(RECORDS SUPPLIED begins)

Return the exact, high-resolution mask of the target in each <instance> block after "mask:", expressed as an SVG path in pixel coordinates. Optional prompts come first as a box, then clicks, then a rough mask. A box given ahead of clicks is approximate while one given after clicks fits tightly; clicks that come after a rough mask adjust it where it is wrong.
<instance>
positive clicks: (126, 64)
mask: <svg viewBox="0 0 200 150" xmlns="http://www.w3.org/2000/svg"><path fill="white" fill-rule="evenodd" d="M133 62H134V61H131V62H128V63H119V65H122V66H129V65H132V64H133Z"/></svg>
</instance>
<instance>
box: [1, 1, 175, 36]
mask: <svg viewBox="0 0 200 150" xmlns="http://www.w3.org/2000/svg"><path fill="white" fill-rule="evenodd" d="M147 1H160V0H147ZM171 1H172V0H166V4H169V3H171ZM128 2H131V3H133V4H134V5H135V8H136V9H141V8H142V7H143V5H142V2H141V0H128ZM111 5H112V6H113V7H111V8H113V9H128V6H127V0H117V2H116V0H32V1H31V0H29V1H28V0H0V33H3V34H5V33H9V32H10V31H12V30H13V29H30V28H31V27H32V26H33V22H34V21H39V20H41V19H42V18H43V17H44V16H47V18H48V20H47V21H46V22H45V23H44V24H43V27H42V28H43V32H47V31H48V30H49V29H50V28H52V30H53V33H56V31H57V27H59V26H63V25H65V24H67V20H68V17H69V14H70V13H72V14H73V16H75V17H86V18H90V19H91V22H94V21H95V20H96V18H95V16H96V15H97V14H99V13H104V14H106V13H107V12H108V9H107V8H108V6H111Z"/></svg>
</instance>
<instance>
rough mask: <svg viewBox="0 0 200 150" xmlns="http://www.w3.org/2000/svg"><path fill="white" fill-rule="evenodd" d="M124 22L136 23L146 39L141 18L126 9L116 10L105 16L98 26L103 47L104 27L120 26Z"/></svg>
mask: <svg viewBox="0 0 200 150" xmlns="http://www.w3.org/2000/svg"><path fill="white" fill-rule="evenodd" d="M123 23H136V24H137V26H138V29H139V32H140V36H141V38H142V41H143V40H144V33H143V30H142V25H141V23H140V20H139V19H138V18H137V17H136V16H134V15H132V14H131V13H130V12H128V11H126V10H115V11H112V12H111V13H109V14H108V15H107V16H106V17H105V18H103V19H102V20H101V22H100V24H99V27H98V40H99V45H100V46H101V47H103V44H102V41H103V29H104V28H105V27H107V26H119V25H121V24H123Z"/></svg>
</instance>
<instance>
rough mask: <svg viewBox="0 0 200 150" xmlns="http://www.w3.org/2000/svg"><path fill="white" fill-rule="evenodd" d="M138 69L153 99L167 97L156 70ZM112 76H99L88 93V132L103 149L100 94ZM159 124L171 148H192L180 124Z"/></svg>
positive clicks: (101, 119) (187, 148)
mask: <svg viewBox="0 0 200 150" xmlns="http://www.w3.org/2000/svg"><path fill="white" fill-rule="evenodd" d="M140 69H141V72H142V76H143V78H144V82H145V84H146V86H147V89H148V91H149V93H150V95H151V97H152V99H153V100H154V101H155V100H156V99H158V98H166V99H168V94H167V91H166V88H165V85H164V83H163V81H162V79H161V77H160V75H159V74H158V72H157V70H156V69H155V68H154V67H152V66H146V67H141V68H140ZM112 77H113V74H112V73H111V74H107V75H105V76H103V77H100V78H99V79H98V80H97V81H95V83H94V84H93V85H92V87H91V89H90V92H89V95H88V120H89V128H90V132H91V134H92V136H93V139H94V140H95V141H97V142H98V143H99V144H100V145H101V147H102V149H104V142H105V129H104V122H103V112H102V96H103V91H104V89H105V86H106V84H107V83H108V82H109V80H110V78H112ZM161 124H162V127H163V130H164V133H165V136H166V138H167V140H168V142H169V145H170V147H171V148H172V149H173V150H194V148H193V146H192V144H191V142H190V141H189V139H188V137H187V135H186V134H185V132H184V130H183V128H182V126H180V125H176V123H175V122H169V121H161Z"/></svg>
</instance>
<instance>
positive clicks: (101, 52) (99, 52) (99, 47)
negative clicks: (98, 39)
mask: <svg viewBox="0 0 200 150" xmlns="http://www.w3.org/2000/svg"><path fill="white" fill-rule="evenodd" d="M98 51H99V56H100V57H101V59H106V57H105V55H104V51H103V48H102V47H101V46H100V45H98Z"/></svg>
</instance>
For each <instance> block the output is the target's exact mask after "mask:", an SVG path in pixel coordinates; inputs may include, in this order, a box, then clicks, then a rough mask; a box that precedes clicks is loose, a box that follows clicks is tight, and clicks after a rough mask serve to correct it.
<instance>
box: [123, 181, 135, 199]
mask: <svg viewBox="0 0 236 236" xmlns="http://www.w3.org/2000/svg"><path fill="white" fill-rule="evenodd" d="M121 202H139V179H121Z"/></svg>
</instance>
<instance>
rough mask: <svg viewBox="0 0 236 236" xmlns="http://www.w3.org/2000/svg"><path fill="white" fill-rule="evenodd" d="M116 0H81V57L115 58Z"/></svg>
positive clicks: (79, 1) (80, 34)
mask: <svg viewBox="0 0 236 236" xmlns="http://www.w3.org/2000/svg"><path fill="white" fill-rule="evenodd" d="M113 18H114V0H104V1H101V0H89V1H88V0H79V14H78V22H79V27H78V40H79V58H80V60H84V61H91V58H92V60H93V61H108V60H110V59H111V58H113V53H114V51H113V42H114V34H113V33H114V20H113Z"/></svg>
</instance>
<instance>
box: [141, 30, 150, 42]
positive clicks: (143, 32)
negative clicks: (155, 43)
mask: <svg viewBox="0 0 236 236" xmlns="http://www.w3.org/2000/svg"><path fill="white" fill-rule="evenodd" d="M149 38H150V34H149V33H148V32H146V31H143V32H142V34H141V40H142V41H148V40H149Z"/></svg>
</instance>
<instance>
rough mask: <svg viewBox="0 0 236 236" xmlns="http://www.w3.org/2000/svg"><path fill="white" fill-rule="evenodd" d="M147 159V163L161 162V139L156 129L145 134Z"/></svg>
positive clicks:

(RECORDS SUPPLIED ends)

TRY IT: Pull together all lines from the data that mention the word "each".

RESPONSE TO THIS EXERCISE:
Return the exact, high-resolution mask of the target in each <instance> block after "mask:", expressed as an SVG path in pixel coordinates. Optional prompts come first as a box, then clicks, then a rough mask. A box given ahead of clicks is approximate while one given after clicks fits tightly; clicks that come after a rough mask adjust it where it is wrong.
For each <instance> block the output is the target's exact mask after "mask:", an SVG path in pixel coordinates; inputs may include, in this order, a box, then clicks, then a rough mask; a box that precedes clicks is loose, a box that follows clicks is tight, and clicks after a rough mask serve to correct it.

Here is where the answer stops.